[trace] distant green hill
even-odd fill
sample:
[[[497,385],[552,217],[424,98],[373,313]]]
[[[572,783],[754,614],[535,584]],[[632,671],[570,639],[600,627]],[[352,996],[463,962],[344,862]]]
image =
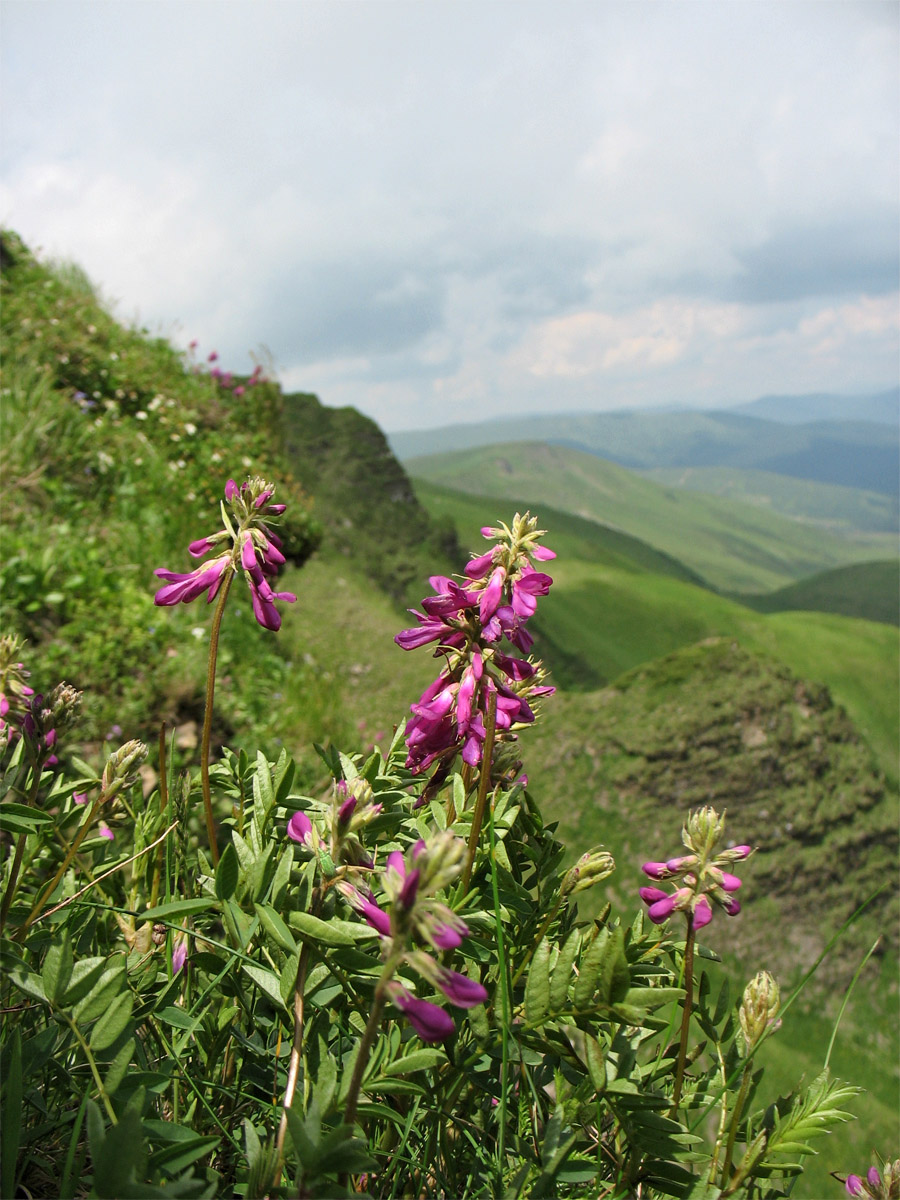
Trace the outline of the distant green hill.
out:
[[[512,443],[413,458],[414,476],[478,496],[556,509],[619,529],[726,592],[768,592],[832,566],[895,552],[889,534],[864,544],[737,500],[660,487],[580,450]]]
[[[766,595],[736,596],[757,612],[839,612],[900,625],[900,562],[854,563]]]
[[[772,470],[738,467],[652,467],[641,474],[662,487],[684,487],[690,492],[742,500],[846,536],[896,533],[900,528],[896,496],[858,487],[816,484],[776,475]]]
[[[898,422],[785,425],[733,412],[558,413],[390,434],[401,460],[510,442],[568,445],[631,468],[740,467],[900,491]]]
[[[492,497],[436,488],[421,480],[416,491],[436,515],[451,516],[460,542],[475,550],[485,520],[512,506]],[[526,504],[520,504],[526,508]],[[898,778],[900,748],[900,661],[896,630],[870,620],[818,612],[754,612],[733,599],[698,586],[671,559],[659,570],[641,542],[624,538],[617,554],[600,553],[608,530],[592,522],[560,523],[545,505],[534,505],[550,529],[547,545],[559,551],[553,587],[533,626],[536,649],[557,682],[590,689],[623,672],[708,637],[733,637],[749,649],[779,660],[804,679],[826,684],[851,714],[881,769]],[[581,530],[588,536],[581,541]],[[622,536],[622,535],[619,535]],[[634,550],[638,557],[630,558]],[[642,558],[642,560],[641,560]]]

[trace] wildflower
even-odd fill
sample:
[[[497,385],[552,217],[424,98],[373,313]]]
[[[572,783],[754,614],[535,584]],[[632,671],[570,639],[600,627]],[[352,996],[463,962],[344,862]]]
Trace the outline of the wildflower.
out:
[[[730,917],[740,912],[740,902],[734,893],[740,880],[726,868],[752,853],[750,846],[732,846],[720,850],[725,833],[725,814],[713,808],[698,809],[688,817],[682,830],[682,840],[688,854],[670,858],[665,863],[644,863],[641,870],[660,882],[674,880],[680,886],[674,892],[656,887],[640,889],[641,899],[648,906],[647,916],[654,924],[661,924],[673,912],[690,913],[695,929],[702,929],[713,919],[710,900],[715,901]]]
[[[847,1194],[852,1196],[869,1196],[871,1200],[898,1200],[900,1196],[900,1159],[895,1159],[893,1163],[882,1162],[881,1171],[877,1166],[870,1166],[864,1180],[860,1180],[858,1175],[848,1175],[845,1187]]]
[[[449,832],[428,842],[420,839],[406,856],[392,851],[382,872],[386,908],[376,904],[371,892],[347,881],[338,884],[352,907],[380,936],[385,995],[406,1014],[422,1042],[443,1042],[455,1026],[443,1008],[419,1000],[406,982],[396,978],[401,966],[412,967],[457,1008],[474,1008],[487,1000],[478,980],[442,966],[415,944],[425,943],[432,950],[456,949],[468,934],[466,922],[436,898],[458,874],[463,856],[462,841]]]
[[[516,728],[535,719],[529,700],[554,690],[544,685],[539,662],[505,654],[500,642],[505,637],[523,654],[530,649],[524,624],[553,582],[534,570],[532,558],[556,556],[539,545],[542,530],[529,514],[516,514],[511,528],[486,527],[481,533],[498,539],[497,545],[469,560],[462,583],[432,576],[434,595],[422,600],[422,612],[410,610],[418,625],[394,638],[404,650],[437,642],[434,656],[446,661],[407,721],[407,766],[416,773],[457,752],[468,766],[476,766],[491,707],[497,736],[514,739]]]
[[[22,646],[16,636],[0,637],[0,737],[5,734],[7,743],[18,736],[35,695],[35,689],[25,683],[31,672],[16,661]]]
[[[748,1054],[769,1030],[781,1025],[778,1020],[780,1002],[779,986],[768,971],[758,971],[744,988],[738,1019]]]
[[[293,604],[296,596],[293,592],[274,592],[269,582],[284,563],[282,541],[269,527],[271,518],[284,511],[283,504],[270,503],[274,492],[274,485],[259,478],[248,479],[240,487],[229,479],[224,497],[234,522],[222,505],[224,528],[188,546],[188,553],[194,558],[216,550],[218,553],[185,575],[157,568],[154,574],[169,582],[160,588],[154,602],[190,604],[205,592],[206,602],[211,604],[224,578],[232,571],[242,570],[250,587],[253,616],[264,629],[280,629],[281,613],[275,601]]]

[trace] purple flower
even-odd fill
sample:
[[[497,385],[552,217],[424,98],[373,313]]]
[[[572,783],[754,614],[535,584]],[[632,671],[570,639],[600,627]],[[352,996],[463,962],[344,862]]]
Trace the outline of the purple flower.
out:
[[[178,974],[187,960],[187,938],[180,941],[172,952],[172,973]]]
[[[312,821],[299,810],[288,821],[288,838],[302,846],[312,847]]]
[[[443,1008],[427,1000],[418,1000],[400,984],[391,989],[391,1000],[422,1042],[445,1042],[456,1032],[452,1018]]]
[[[203,554],[229,539],[232,541],[230,550],[221,552],[216,558],[185,575],[158,568],[155,574],[160,578],[168,580],[168,584],[160,588],[154,602],[157,605],[190,604],[205,592],[206,601],[211,604],[222,586],[226,572],[240,569],[250,587],[253,616],[264,629],[280,629],[281,613],[275,607],[275,601],[283,600],[293,604],[296,596],[293,592],[274,592],[269,582],[284,563],[281,541],[265,523],[272,516],[284,511],[283,504],[269,503],[272,492],[272,485],[262,479],[247,480],[240,487],[233,479],[229,479],[226,484],[224,496],[232,505],[238,530],[235,532],[227,522],[224,529],[192,541],[188,546],[188,553],[193,558],[202,558]]]

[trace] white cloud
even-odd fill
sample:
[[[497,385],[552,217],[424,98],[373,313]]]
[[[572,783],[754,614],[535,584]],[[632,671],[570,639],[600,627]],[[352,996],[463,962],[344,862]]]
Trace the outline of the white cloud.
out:
[[[44,0],[4,25],[0,221],[238,368],[268,344],[391,428],[896,378],[894,5]]]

====

Written request -> Can you rewrite all of the material above with "outline" replaced by "boundary" and nothing else changed? Leave the pictures out.

Completed exercise ->
[trace] distant green hill
even-odd fill
sample:
[[[497,385],[552,217],[424,98],[373,313]]]
[[[572,783],[754,614],[535,584]],[[632,671],[570,639],[600,627]],[[352,996],[463,962],[344,862]]]
image =
Trace the boundary of the distant green hill.
out:
[[[512,443],[413,458],[414,476],[478,496],[556,509],[619,529],[726,592],[768,592],[832,566],[895,552],[889,534],[864,544],[737,500],[660,487],[580,450]]]
[[[766,595],[736,596],[757,612],[839,612],[900,625],[900,562],[854,563]]]
[[[772,470],[738,467],[652,467],[641,474],[662,487],[684,487],[690,492],[742,500],[846,536],[896,533],[900,528],[896,496],[858,487],[816,484],[776,475]]]
[[[898,422],[785,425],[733,412],[558,413],[390,434],[401,460],[510,442],[568,445],[631,468],[740,467],[900,491]]]
[[[492,497],[436,488],[421,480],[416,491],[436,515],[451,516],[460,542],[475,550],[485,520],[512,506]],[[526,504],[520,504],[526,508]],[[898,778],[900,748],[900,661],[896,630],[870,620],[818,612],[754,612],[733,599],[698,586],[671,559],[659,570],[641,542],[624,538],[617,554],[600,553],[608,530],[592,522],[560,523],[545,505],[534,505],[550,529],[547,545],[559,551],[553,587],[533,626],[536,649],[557,682],[590,689],[623,672],[708,637],[733,637],[749,649],[779,660],[804,679],[826,684],[851,714],[881,769]],[[581,530],[588,536],[581,541]],[[622,536],[622,535],[619,535]],[[634,550],[638,557],[630,558]],[[642,558],[642,560],[641,560]]]

[trace] wildflower
even-odd fill
sample:
[[[497,385],[552,217],[424,98],[373,313]]]
[[[572,783],[754,614],[535,584]],[[632,671],[570,639],[600,627]],[[352,996],[463,962],[344,862]]]
Trace the boundary of the wildflower.
out:
[[[730,917],[740,912],[740,902],[734,893],[740,880],[726,868],[752,853],[750,846],[732,846],[720,850],[725,833],[725,814],[713,808],[698,809],[688,817],[682,830],[682,840],[688,854],[670,858],[665,863],[644,863],[641,870],[660,882],[674,880],[680,886],[674,892],[656,887],[640,889],[641,899],[648,906],[647,916],[654,924],[661,924],[673,912],[690,913],[695,929],[702,929],[713,919],[710,900],[715,901]]]
[[[847,1194],[852,1196],[869,1196],[871,1200],[898,1200],[900,1196],[900,1159],[895,1159],[893,1163],[882,1162],[881,1171],[877,1166],[870,1166],[864,1180],[860,1180],[858,1175],[848,1175],[845,1187]]]
[[[449,832],[428,842],[420,839],[406,856],[392,851],[382,872],[386,908],[376,904],[371,892],[347,881],[338,884],[352,907],[380,936],[385,995],[406,1014],[422,1042],[443,1042],[455,1026],[443,1008],[419,1000],[406,982],[396,978],[401,966],[412,967],[457,1008],[474,1008],[487,1000],[478,980],[442,966],[415,944],[425,943],[432,950],[456,949],[468,934],[466,922],[436,898],[458,874],[463,856],[462,841]]]
[[[516,728],[535,719],[529,700],[554,690],[544,685],[539,662],[505,654],[500,642],[505,637],[523,654],[530,649],[524,624],[553,582],[534,570],[532,558],[556,556],[539,545],[542,530],[529,514],[516,514],[511,528],[486,527],[481,533],[498,539],[497,545],[469,560],[462,583],[432,576],[434,595],[422,600],[422,612],[410,610],[418,625],[394,638],[404,650],[437,642],[434,656],[446,661],[407,721],[407,766],[416,773],[457,752],[468,766],[476,766],[491,707],[497,736],[514,739]]]
[[[22,646],[16,636],[0,637],[0,737],[5,734],[7,743],[18,736],[35,695],[35,689],[25,683],[31,672],[16,661]]]
[[[748,1054],[769,1030],[781,1025],[778,1020],[780,1002],[779,986],[768,971],[758,971],[744,988],[738,1019]]]
[[[293,604],[296,596],[293,592],[274,592],[269,582],[284,563],[282,541],[269,527],[271,518],[284,511],[283,504],[270,503],[274,492],[274,485],[259,478],[248,479],[240,487],[229,479],[224,497],[234,522],[222,505],[224,528],[188,546],[188,553],[194,558],[216,550],[218,553],[185,575],[157,568],[154,574],[169,582],[160,588],[154,602],[190,604],[205,592],[206,602],[211,604],[224,578],[232,571],[242,570],[250,587],[253,616],[264,629],[280,629],[281,613],[275,601]]]

[trace] purple flower
even-odd fill
sample:
[[[497,385],[552,217],[424,98],[373,313]]]
[[[572,783],[754,614],[535,584]],[[632,671],[570,639],[600,627]],[[352,996],[463,962],[344,862]]]
Trace the boundary of the purple flower.
out:
[[[178,974],[187,960],[187,938],[180,941],[172,952],[172,973]]]
[[[312,821],[299,810],[288,821],[288,838],[302,846],[312,847]]]
[[[443,1008],[427,1000],[418,1000],[400,984],[391,989],[391,1000],[422,1042],[445,1042],[456,1032],[452,1018]]]
[[[203,554],[229,539],[232,541],[230,550],[221,552],[216,558],[185,575],[158,568],[155,574],[160,578],[168,580],[168,584],[160,588],[154,602],[157,605],[190,604],[205,592],[206,601],[211,604],[222,586],[226,572],[240,569],[250,587],[253,616],[264,629],[280,629],[281,613],[275,607],[275,601],[283,600],[293,604],[296,596],[293,592],[274,592],[269,582],[284,563],[281,541],[265,523],[272,516],[284,511],[283,504],[269,503],[272,492],[272,485],[262,479],[247,480],[240,487],[233,479],[229,479],[226,484],[224,496],[232,505],[238,530],[235,532],[227,522],[224,529],[192,541],[188,546],[188,553],[193,558],[202,558]]]

[trace] white cloud
even-odd fill
sample:
[[[497,385],[552,217],[424,98],[373,313]]]
[[[572,783],[754,614],[535,584]],[[632,671],[570,639],[600,627]],[[352,996],[463,962],[344,862]]]
Trace the boundary of the white cloud.
out:
[[[44,0],[4,25],[0,221],[238,368],[268,344],[391,428],[896,378],[894,5]]]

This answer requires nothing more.